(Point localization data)
........

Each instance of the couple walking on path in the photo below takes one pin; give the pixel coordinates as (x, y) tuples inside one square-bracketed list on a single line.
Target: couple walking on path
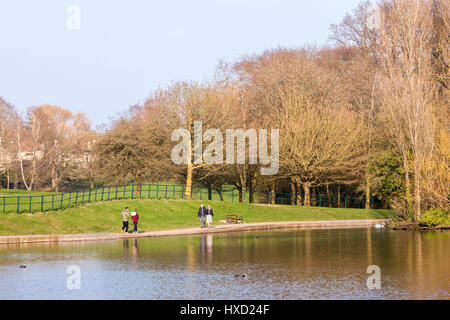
[(205, 214), (126, 216)]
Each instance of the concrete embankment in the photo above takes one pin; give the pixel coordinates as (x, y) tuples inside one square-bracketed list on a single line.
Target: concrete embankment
[(330, 224)]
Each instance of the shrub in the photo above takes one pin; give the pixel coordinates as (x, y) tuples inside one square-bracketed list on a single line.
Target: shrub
[(435, 216)]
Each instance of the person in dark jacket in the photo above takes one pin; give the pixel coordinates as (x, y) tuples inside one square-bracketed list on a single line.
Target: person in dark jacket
[(209, 215), (135, 218), (202, 215)]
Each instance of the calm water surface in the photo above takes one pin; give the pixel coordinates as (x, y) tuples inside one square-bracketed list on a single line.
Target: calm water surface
[(299, 264)]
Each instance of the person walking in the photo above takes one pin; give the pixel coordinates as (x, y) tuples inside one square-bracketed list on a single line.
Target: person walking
[(202, 215), (125, 217), (135, 218), (209, 215)]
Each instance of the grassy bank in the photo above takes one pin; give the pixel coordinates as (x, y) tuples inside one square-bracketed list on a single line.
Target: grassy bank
[(166, 214)]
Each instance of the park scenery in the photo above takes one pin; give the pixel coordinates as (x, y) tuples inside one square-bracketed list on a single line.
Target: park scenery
[(298, 172)]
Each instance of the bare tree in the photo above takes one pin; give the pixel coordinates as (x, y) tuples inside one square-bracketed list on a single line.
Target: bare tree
[(404, 53)]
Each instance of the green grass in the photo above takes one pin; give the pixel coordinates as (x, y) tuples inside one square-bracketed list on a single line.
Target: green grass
[(22, 201), (166, 214)]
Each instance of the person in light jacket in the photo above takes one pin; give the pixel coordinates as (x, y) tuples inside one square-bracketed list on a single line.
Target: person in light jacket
[(209, 215), (125, 217), (135, 218), (202, 215)]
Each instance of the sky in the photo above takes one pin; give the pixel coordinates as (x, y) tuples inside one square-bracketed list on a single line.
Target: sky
[(102, 56)]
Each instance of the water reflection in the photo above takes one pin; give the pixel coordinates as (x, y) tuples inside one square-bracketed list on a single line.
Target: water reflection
[(296, 264)]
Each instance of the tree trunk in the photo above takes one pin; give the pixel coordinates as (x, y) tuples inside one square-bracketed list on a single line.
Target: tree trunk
[(293, 193), (16, 181), (409, 200), (272, 194), (367, 191), (187, 193), (306, 189), (339, 196), (417, 200), (328, 195)]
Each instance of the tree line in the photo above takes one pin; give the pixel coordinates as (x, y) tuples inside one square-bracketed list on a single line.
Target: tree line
[(367, 115)]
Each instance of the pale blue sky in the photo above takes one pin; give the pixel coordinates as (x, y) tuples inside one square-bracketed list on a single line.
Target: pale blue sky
[(125, 49)]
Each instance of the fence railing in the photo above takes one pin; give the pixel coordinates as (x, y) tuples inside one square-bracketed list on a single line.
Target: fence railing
[(58, 201), (323, 200)]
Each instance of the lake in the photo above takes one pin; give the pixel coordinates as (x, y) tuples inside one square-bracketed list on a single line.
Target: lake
[(293, 264)]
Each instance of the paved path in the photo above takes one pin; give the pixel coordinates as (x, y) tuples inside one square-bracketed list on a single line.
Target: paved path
[(191, 231)]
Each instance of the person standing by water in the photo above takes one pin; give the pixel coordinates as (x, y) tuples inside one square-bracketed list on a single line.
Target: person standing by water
[(202, 214), (135, 218), (209, 215), (125, 217)]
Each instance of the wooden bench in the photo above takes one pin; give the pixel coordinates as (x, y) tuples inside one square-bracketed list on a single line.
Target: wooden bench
[(232, 218)]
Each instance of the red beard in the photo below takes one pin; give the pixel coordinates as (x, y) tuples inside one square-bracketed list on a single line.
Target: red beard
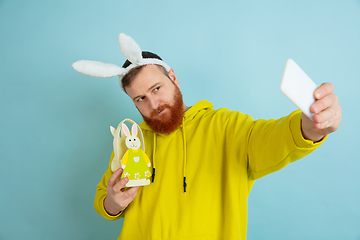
[(170, 120)]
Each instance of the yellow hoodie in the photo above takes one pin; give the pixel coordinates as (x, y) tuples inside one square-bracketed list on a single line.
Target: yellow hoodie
[(204, 173)]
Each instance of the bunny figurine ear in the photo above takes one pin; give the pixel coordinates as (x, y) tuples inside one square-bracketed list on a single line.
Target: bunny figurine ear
[(126, 130), (134, 130)]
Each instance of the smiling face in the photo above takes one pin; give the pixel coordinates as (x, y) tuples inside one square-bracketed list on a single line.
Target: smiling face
[(158, 98)]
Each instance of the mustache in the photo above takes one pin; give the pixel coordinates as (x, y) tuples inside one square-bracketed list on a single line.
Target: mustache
[(159, 109)]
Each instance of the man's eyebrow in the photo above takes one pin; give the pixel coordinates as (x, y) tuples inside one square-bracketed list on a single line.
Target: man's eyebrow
[(153, 86)]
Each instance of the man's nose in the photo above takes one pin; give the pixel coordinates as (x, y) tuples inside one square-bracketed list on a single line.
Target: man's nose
[(154, 102)]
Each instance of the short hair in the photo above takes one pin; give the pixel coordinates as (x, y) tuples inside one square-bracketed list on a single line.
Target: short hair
[(126, 80)]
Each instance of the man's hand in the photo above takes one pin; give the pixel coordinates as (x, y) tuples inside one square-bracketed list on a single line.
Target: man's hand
[(117, 197), (327, 116)]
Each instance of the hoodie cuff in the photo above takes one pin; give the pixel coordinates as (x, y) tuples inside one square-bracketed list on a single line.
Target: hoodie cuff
[(295, 128)]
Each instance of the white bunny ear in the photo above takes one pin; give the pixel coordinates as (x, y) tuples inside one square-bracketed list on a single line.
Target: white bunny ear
[(129, 48), (126, 130), (98, 69), (112, 130), (134, 130)]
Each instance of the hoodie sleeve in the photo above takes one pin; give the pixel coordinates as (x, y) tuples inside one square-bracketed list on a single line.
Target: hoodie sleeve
[(273, 144), (101, 194)]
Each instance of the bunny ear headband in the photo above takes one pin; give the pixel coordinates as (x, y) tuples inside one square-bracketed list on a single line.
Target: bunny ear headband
[(130, 49)]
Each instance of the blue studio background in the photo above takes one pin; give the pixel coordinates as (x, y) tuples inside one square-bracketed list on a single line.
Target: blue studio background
[(55, 141)]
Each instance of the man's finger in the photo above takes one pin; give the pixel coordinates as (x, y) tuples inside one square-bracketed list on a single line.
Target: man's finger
[(121, 184), (131, 194), (323, 103), (323, 90), (114, 176)]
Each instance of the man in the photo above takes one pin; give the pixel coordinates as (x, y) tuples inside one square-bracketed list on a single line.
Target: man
[(206, 160)]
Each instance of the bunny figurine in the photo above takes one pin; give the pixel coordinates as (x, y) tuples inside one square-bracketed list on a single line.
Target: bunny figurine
[(135, 162)]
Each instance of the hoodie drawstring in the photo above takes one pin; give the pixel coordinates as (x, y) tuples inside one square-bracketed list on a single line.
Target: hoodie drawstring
[(184, 157), (153, 175), (185, 154)]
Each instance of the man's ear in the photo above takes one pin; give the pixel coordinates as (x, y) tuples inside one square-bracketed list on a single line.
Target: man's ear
[(173, 77)]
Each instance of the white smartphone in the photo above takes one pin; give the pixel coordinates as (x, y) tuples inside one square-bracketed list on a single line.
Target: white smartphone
[(298, 87)]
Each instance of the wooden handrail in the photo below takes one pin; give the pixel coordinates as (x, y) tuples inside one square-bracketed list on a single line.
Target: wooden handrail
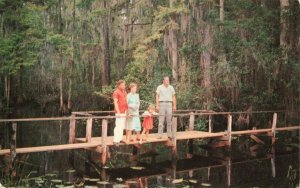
[(113, 117)]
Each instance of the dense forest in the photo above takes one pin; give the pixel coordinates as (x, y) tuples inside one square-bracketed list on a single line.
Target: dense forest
[(220, 54)]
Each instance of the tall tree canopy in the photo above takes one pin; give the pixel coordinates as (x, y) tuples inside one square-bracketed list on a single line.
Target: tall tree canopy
[(221, 55)]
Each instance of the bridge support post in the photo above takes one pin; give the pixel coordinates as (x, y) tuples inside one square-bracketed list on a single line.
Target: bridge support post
[(274, 122), (89, 125), (174, 134), (209, 124), (72, 129), (229, 128), (13, 141), (103, 142), (190, 141)]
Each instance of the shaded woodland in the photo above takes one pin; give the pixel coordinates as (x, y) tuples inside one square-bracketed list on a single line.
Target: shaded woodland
[(220, 54)]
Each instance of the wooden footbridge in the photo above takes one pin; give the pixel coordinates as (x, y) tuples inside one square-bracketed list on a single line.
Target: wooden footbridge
[(101, 144)]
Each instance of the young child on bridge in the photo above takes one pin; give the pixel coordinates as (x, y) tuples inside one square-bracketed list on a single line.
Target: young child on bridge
[(148, 121)]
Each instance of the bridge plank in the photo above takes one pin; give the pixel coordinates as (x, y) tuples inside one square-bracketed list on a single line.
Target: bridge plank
[(51, 148)]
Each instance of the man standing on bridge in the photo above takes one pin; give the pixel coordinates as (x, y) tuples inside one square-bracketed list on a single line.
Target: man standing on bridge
[(165, 104), (121, 107)]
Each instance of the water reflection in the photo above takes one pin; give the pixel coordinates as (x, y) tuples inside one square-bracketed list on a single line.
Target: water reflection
[(213, 168)]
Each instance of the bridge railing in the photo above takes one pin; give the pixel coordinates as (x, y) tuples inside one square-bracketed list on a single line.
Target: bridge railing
[(90, 116)]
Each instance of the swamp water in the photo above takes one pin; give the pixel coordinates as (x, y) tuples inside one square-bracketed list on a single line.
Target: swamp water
[(265, 166)]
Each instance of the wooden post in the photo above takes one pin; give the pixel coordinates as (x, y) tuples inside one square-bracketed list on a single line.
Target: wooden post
[(13, 141), (229, 128), (89, 125), (209, 124), (192, 121), (190, 141), (273, 162), (174, 133), (228, 170), (103, 141), (274, 122), (72, 129)]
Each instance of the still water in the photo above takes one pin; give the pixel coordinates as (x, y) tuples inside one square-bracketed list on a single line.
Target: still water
[(247, 165)]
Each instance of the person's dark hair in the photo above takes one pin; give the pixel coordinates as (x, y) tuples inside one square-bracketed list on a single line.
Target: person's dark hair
[(131, 85), (166, 77), (120, 82)]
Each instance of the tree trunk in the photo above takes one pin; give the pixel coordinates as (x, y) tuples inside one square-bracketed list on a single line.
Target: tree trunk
[(184, 31), (206, 56), (222, 10), (284, 7), (173, 46), (7, 89), (105, 57), (61, 97), (71, 62)]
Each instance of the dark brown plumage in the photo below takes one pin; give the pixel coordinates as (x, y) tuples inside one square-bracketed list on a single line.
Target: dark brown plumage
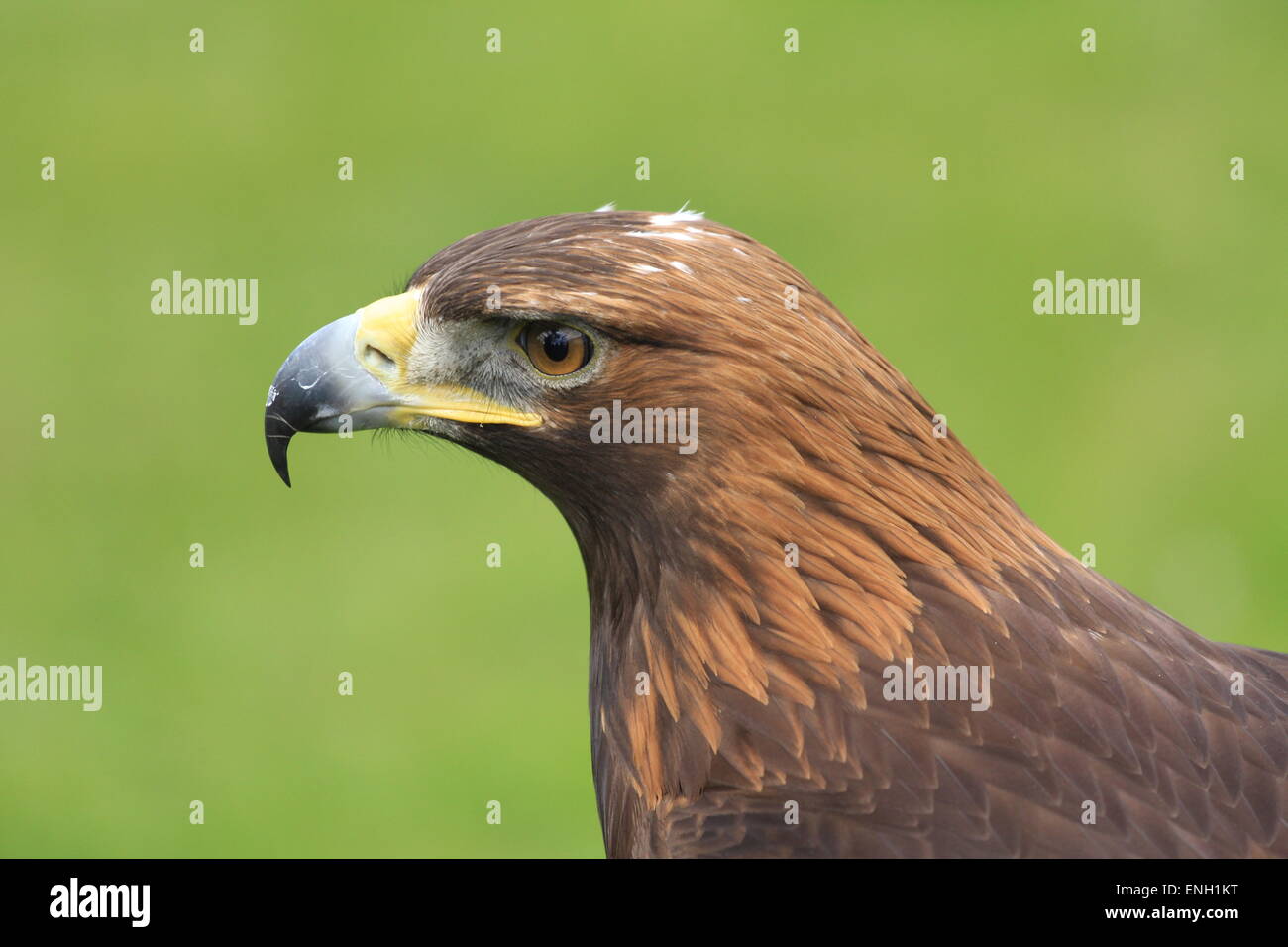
[(765, 680)]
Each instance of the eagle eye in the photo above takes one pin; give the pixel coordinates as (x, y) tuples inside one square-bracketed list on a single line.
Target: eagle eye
[(554, 350)]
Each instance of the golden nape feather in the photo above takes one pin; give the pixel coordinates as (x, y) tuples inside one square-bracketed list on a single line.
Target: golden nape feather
[(818, 625)]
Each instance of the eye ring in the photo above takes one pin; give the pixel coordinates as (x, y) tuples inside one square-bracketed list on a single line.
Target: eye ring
[(555, 350)]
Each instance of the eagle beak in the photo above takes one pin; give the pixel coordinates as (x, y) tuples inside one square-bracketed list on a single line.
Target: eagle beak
[(352, 373)]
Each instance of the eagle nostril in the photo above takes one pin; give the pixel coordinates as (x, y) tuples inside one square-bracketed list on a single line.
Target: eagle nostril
[(376, 360)]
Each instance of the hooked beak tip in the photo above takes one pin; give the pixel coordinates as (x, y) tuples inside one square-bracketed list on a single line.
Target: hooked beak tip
[(277, 437)]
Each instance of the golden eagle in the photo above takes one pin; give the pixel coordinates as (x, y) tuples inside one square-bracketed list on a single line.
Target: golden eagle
[(818, 625)]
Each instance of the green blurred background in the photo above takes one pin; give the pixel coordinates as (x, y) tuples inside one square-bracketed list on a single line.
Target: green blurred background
[(471, 682)]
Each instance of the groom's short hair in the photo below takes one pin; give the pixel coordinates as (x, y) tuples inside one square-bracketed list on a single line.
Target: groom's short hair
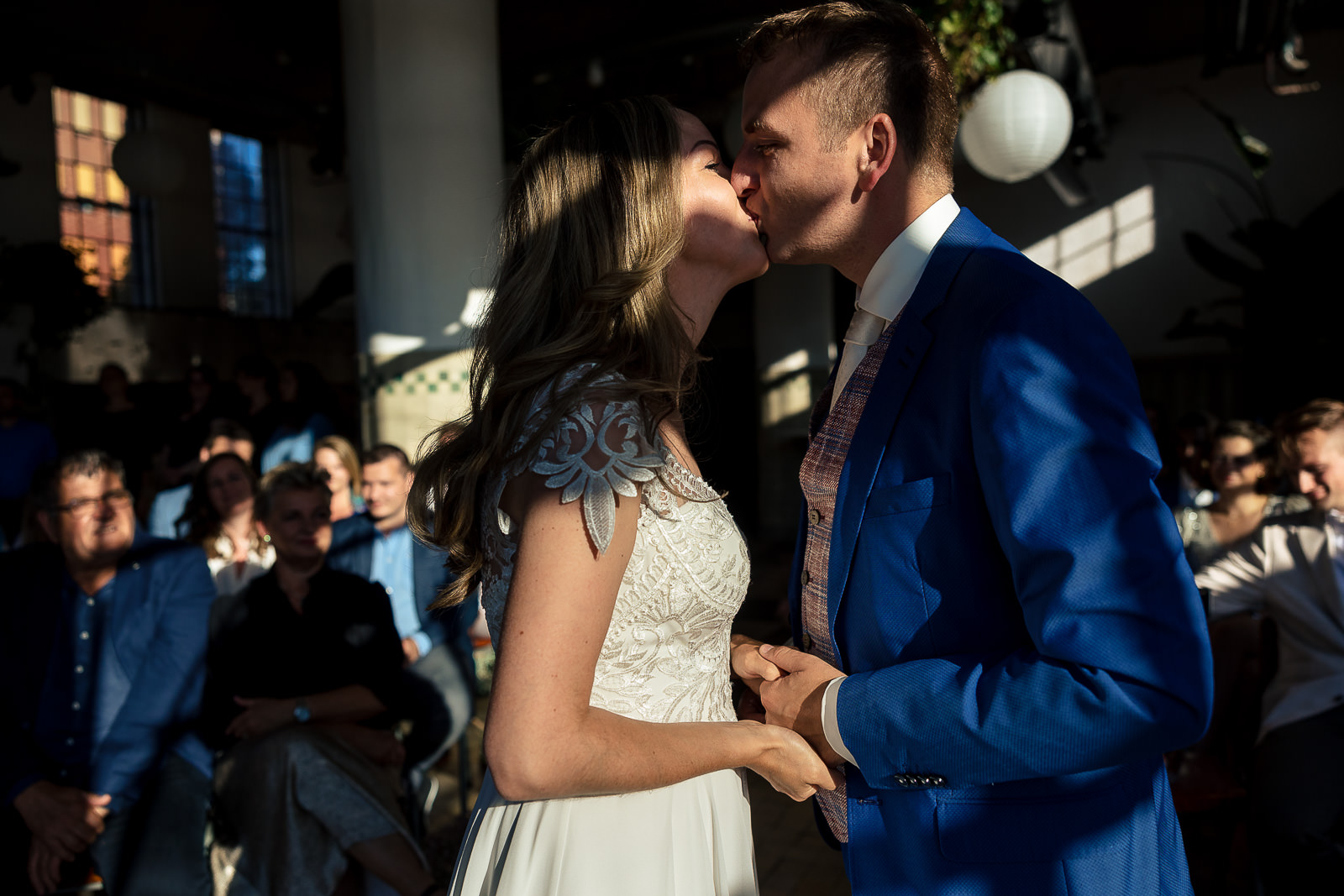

........

All lines of the records containing "groom" should be shown.

Each instance of the groom's short hair in the photo below takes one pin; give the pixel coordinates as (x, y) tuples inside one square-bracketed list on a single line.
Target: groom's short hair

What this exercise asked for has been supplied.